(Records from a data collection)
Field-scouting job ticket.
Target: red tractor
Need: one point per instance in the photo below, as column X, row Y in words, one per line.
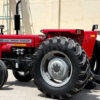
column 61, row 61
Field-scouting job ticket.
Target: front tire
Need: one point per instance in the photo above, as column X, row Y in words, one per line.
column 60, row 81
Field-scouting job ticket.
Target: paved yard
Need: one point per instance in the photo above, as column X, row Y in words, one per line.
column 15, row 90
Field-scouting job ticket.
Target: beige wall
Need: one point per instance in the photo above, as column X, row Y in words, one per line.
column 39, row 14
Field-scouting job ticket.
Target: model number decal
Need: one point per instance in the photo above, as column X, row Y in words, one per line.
column 16, row 40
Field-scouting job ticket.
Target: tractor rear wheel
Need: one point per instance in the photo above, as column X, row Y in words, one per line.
column 22, row 76
column 95, row 61
column 3, row 74
column 60, row 67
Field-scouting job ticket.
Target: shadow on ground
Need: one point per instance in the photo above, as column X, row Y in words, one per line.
column 84, row 95
column 8, row 85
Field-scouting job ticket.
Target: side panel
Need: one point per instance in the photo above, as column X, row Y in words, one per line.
column 89, row 42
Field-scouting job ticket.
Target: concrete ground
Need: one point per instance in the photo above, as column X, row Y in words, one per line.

§ **HOW TO COMPLETE THIS TASK**
Show the lines above with "ground".

§ **EXERCISE SOLUTION**
Target: shadow on ground
Target: concrete ground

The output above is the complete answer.